Text excerpt:
— Begin —

70 The explanatory memorandum refers to the Convention in relation to what would become s 14 of the Act, but, contrary to the respondent’s submissions, I agree with the primary judge that it is of little interpretative assistance.
71 Notwithstanding that the primary judge also eschewed the assistance to be derived from the Convention, both parties made submissions about the Convention, with the Commonwealth placing particular reliance on the primary judge’s reasons at J [374]–[375] which concerned Article 7 of the Convention (which is reproduced at J [373]). Conversely, the respondent sought to press reliance on Article 7 in aid of its posited construction, focussing on its repeated references to actions being taken in relation to exportation and importation which occurs after entry into force of the Convention.
72 The following articles of the Convention also deserve particular attention:
Article 1
For the purposes of this Convention, the term “cultural property” means property which, on religious or secular grounds, is specifically designated by each State as being of importance for archaeology, prehistory, history, literature, art or science and which belongs to the following categories: …
Article 6
The State Parties to this Convention undertake:
(a) to introduce an appropriate certificate in which the exporting State would specify that the export of the cultural property in question is authorized. The certificate should accompany all items of cultural property exported in accordance with the regulations;
(b) to prohibit the exportation of cultural property from their territory unless accompanied by the above-mentioned export certificate;
(c) to publicize this prohibition by appropriate means, particularly among persons likely to export or import cultural property.
73 By Article 6, parties to the Convention agreed to introduce a regime which authorised the export of cultural property, and which included a process whereby a certificate would be issued where authorisation was granted. Such a regime would necessarily be one which was introduced after the date of entry into, and adoption by each party of, the Convention.
74 Turning then to the second reading speech, the following extracts are noteworthy, and some of them do not appear to have been brought to the primary judge’s attention:
The purpose of this Bill is to protect Australia’s heritage of cultural objects and to extend certain forms of protection to the cultural heritage of other nations. As a result of these steps, Australia will be able to accede to the 1970 United Nations Educational, Scientific and Cultural Organisation Convention on the means of prohibiting and preventing the illicit import, export and transfer of ownership of cultural property.
…
In recent decades a thriving international market has developed with high prices being paid for rare objects. In some instances systematic looting of cultural treasures is known to be organised by black market operators in the big buying centres. The loss of material has reached crisis level in certain countries, particularly in the Third World, which has already suffered depletion at the hands of explorers, colonists, traders and missionaries.
…
Fifty-three nations have now become parties to this Convention, which imposes treaty obligations to return important cultural objects illegally exported from other parties.
…
Most of the protective measures set out in the 1970 Convention have long been practised in Australia, both at Commonwealth and State levels.
…
In deciding how to approach the matter of accession to the 1970 Convention the Government has taken the view that the Commonwealth should not attempt to subsume or replace arrangements already in hand at State or local level. However there are certain steps which must be taken at Commonwealth level before accession and those steps are the subject of this Bill.

— End —

Task 1:
Say whether each statement agrees with the judgment excerpt. Answer yes or no and quote the deciding words. (a) Under Article 6, parties undertake to prohibit the export of cultural property unless it is accompanied by the export certificate. (b) The second reading speech states that sixty nations have become parties to the Convention. (c) The Government's view was that the Commonwealth should replace arrangements already in hand at State level.
Task 2:
Reproduce the part of the judgment excerpt between "70 The explanatory" and "little interpretative assistance.", inclusive.
Task 3:
According to Article 1 as quoted in the judgment excerpt, for which fields must each State designate property as important for it to count as "cultural property"?

Listed entries:
— Begin —

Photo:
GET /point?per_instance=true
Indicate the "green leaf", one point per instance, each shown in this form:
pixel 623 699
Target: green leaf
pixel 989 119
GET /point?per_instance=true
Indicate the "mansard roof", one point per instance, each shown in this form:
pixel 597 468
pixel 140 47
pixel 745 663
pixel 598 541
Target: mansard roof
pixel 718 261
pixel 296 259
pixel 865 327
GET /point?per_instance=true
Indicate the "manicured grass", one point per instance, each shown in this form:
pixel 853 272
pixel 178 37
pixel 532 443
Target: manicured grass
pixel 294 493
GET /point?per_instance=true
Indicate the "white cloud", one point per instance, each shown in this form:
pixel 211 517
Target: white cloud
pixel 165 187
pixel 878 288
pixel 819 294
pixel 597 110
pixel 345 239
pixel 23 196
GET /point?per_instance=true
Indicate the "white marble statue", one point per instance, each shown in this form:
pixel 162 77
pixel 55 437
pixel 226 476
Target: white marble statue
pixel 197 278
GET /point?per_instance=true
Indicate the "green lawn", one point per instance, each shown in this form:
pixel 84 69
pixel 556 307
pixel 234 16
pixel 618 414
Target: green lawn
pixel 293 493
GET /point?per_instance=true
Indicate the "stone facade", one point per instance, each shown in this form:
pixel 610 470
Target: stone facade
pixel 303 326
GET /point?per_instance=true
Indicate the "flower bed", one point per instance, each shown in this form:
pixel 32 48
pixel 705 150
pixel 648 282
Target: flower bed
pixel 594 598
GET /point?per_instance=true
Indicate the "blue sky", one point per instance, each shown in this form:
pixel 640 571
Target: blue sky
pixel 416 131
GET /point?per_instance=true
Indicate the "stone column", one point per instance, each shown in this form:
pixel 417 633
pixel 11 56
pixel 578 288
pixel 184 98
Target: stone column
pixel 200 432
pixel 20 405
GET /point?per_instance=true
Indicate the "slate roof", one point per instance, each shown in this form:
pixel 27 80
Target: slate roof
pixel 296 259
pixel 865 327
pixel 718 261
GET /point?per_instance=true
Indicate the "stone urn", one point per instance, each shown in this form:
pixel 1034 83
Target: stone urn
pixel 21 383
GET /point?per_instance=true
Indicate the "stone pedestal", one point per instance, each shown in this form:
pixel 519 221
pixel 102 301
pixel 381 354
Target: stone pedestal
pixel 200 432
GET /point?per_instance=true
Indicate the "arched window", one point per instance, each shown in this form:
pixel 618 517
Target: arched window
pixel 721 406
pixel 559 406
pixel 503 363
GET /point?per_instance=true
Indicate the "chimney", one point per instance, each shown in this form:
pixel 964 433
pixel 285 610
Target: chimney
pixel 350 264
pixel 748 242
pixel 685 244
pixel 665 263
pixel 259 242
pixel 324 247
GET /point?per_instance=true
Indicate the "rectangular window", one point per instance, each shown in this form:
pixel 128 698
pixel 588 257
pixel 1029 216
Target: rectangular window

— End —

Task result 1:
(a) Yes: "to prohibit the exportation of cultural property from their territory unless accompanied by the above-mentioned export certificate"
(b) No: "Fifty-three nations have now become parties to this Convention"
(c) No: "the Commonwealth should not attempt to subsume or replace arrangements already in hand at State or local level"

Task result 2:
70 The explanatory memorandum refers to the Convention in relation to what would become s 14 of the Act, but, contrary to the respondent’s submissions, I agree with the primary judge that it is of little interpretative assistance.

Task result 3:
Archaeology, prehistory, history, literature, art or science.